__Request 1__: In the passage about construction workers, in what capacity did the husband work for building firms and subcontractors?
__Request 2__: Extend the passage about construction workers and EU policy, picking up after its final sentence.
[BEGIN Passage provided]
Her husband, who as a site foreman worked for years for building firms and subcontractors acting for major construction companies like Bilfinger/Berger, Waiß & Freitag and Philipp Holzmann, explained how current EU policies set European construction workers against each other. He said: “In these construction companies, Polish and Czech workers are supplied through a subcontractor. They have to work day and night, Monday to Saturday, 10 or 12 hours a day for a pittance. I don’t begrudge these people their right to work, and they have to work really hard. I myself have also had to work away from home, and I know what it’s like. But it means workers’ wage rates and rights are destroyed, and that is no solution.”

“Schröder,” continued Mr. Herold, “came here to Frankfurt when Holzmann went bankrupt. He made all sorts of promises. Then he abandoned the workers like a hot potato. It was all a gigantic sham. Already a minister president of Lower Saxony, he had made hundreds of promises and never stuck to them. That man should never have been voted to be chancellor.”
[END Passage provided]
[BEGIN Given information]
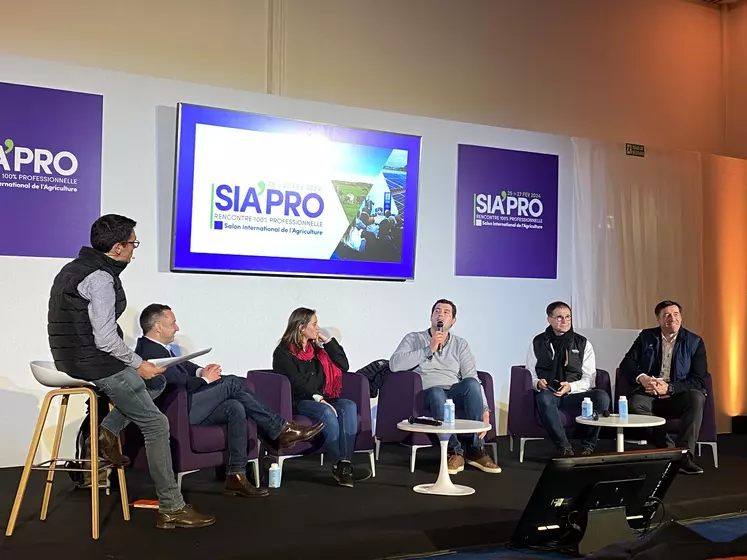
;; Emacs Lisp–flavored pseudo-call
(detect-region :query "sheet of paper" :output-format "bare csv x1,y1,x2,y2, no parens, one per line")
148,347,213,367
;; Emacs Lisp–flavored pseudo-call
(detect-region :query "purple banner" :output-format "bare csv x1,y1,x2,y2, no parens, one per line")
0,82,103,258
455,144,558,278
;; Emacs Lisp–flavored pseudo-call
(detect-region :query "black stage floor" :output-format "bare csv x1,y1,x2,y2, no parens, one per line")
0,435,747,560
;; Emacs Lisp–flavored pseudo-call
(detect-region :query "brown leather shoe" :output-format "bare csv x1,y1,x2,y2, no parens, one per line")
278,420,324,449
86,426,130,467
226,474,270,498
465,449,501,474
156,504,215,529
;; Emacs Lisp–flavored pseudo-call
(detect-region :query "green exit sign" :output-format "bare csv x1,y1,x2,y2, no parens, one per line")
625,144,646,157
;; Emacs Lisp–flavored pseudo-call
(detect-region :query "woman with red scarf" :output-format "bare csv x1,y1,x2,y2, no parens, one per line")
272,307,358,488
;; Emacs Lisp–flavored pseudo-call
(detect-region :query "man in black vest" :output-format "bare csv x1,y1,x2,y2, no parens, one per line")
47,214,215,529
620,300,708,474
526,301,610,457
135,303,324,498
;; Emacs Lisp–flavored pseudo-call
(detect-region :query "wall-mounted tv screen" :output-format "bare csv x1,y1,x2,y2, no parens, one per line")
171,103,420,280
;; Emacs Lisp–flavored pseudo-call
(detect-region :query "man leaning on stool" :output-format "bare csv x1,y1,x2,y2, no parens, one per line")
47,214,215,529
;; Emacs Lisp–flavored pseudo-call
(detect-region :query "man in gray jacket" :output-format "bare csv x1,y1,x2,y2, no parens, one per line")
389,299,501,474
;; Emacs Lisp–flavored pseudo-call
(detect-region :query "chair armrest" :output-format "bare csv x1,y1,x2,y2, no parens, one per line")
376,371,423,442
340,371,371,432
508,366,537,436
246,370,293,420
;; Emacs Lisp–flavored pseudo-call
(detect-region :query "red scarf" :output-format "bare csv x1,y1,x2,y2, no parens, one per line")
291,342,342,399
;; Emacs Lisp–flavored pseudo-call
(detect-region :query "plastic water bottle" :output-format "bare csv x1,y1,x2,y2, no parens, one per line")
444,399,456,424
617,395,628,420
267,463,280,488
581,397,594,418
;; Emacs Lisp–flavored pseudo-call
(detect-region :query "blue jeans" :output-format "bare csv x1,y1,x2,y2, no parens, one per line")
298,399,358,463
534,389,610,451
423,377,485,455
93,367,184,512
189,375,286,475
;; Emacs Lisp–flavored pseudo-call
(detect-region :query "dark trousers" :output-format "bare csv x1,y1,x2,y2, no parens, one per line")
189,375,286,475
298,399,358,464
630,389,705,453
534,389,610,451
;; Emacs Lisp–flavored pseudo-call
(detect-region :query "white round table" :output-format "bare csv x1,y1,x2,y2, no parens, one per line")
397,420,491,496
576,414,666,453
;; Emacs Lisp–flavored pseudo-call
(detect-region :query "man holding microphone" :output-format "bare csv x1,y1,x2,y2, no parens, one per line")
47,214,215,529
389,299,501,474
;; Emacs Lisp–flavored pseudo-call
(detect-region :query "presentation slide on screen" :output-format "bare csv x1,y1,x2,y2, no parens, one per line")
174,105,420,278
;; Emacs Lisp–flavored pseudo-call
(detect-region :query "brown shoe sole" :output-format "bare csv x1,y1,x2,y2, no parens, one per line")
280,424,324,449
223,490,270,498
156,518,215,529
466,459,501,474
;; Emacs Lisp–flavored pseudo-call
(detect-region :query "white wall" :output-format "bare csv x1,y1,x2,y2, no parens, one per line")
0,56,573,466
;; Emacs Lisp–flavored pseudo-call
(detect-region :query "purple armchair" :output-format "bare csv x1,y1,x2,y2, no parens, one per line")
246,370,376,476
124,381,259,487
508,365,612,463
376,371,498,472
614,368,718,468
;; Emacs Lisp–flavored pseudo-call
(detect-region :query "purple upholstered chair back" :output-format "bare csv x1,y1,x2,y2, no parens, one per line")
124,381,259,474
614,368,717,443
508,365,612,439
376,371,497,445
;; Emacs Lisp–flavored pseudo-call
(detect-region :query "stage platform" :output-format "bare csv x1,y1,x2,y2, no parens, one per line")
0,435,747,560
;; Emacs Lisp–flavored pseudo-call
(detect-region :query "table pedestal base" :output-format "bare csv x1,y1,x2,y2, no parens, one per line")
413,434,475,496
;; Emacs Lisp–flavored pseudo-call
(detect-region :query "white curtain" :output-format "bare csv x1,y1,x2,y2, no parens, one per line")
572,138,703,332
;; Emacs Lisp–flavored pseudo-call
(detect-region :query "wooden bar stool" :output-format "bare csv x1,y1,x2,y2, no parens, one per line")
5,361,130,539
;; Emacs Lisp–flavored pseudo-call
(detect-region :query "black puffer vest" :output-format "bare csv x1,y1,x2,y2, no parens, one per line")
47,247,127,381
532,332,586,383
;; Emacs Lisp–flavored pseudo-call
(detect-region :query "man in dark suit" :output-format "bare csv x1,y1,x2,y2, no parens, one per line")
620,300,708,474
135,303,324,497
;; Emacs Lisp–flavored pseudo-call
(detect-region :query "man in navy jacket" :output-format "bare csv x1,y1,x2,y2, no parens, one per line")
135,303,324,497
620,300,708,474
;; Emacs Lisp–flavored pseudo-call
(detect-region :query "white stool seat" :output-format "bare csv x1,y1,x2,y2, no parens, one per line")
29,360,94,388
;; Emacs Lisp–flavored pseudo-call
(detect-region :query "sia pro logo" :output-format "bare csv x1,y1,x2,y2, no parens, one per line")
473,191,544,226
0,138,78,177
211,181,324,230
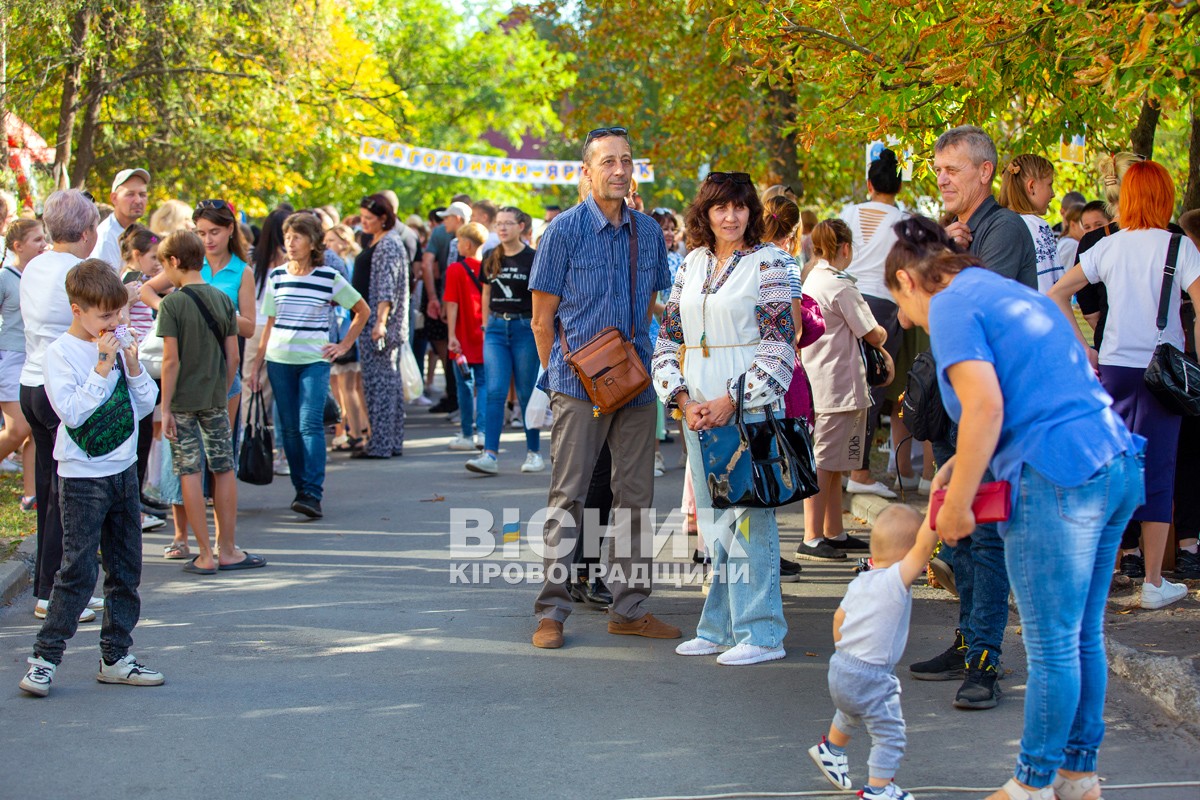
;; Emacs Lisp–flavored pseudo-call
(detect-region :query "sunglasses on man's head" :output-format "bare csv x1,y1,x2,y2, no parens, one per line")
583,126,629,148
704,173,754,186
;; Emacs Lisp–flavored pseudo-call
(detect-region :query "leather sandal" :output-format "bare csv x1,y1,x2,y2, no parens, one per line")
1054,772,1104,800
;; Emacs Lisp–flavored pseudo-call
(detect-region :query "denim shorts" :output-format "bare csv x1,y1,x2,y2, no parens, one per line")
170,408,234,475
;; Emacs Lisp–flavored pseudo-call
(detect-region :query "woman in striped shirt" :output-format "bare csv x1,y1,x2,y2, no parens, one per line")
247,213,371,518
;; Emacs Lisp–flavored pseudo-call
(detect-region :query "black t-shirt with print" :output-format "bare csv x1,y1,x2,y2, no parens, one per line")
488,247,533,317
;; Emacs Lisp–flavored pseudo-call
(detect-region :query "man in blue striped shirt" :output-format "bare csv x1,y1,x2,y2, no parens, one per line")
529,127,680,648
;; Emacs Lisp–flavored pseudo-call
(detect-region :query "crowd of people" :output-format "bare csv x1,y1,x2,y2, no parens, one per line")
0,118,1200,800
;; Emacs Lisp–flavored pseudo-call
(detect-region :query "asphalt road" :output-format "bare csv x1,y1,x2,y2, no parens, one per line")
0,409,1200,800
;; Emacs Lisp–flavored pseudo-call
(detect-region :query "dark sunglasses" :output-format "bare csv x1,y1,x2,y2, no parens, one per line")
583,126,629,148
704,173,754,186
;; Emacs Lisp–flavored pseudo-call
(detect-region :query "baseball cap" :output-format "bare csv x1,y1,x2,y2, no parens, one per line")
113,167,150,192
438,200,470,222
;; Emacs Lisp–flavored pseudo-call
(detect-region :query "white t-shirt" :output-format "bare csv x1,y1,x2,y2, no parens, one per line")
20,249,83,386
838,564,912,667
46,333,158,477
1021,213,1060,294
91,213,125,273
1080,228,1200,369
841,200,908,300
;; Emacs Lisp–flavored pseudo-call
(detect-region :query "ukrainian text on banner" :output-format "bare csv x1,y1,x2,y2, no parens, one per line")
359,137,654,185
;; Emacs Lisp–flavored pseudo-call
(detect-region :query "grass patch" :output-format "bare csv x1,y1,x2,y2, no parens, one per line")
0,473,37,561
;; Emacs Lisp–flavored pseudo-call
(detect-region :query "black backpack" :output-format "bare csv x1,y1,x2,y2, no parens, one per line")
900,353,950,441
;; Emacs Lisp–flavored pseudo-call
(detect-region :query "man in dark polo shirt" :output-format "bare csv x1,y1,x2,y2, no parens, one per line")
908,125,1038,709
529,127,680,648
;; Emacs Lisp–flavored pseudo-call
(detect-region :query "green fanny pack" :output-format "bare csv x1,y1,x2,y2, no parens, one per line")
64,355,137,458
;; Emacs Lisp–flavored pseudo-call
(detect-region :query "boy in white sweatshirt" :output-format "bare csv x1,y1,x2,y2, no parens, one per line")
20,258,163,697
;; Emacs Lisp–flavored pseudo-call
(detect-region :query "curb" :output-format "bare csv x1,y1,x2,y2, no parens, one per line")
848,494,1200,723
0,536,37,606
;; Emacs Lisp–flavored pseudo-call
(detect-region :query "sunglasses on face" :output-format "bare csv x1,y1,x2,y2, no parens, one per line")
583,126,629,148
704,173,754,186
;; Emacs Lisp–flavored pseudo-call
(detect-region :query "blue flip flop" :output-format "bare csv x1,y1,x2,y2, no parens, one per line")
217,553,266,570
184,555,217,575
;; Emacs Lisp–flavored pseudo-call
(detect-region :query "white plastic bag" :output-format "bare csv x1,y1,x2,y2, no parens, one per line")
400,342,425,403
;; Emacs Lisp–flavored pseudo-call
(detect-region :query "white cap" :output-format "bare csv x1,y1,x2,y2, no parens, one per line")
438,200,470,222
113,167,150,192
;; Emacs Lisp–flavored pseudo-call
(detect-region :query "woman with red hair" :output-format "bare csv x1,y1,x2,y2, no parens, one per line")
1050,161,1200,608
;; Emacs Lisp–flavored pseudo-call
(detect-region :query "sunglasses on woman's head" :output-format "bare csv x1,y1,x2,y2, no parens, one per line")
704,173,754,186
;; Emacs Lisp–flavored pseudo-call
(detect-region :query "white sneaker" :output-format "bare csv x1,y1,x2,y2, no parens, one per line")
1141,578,1188,609
467,447,494,475
716,644,787,667
96,652,167,686
19,656,56,697
846,481,896,500
809,736,854,792
34,597,96,622
676,636,721,656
[END Given information]
__Final result 1__: He worked as a site foreman.

__Final result 2__:
“Of course the CDU is no better than the SPD,” interjected his wife, “we can see that already here in Hesse, where Roland Koch [the CDU minister president for the state of Hesse] has taken his turn in office and has brought the education system to the brink of destruction. And yet people still go out and vote! Well, I don’t see the point of voting anymore—except at least now I could give you lot my vote.”

Like most other people we asked, these families did not see Lafontaine and Gysi’s new “Party of the Left” as any alternative. “Lafontaine was himself an SPD politician for years,” said Mr. Herald, “There’s no way you can trust him.”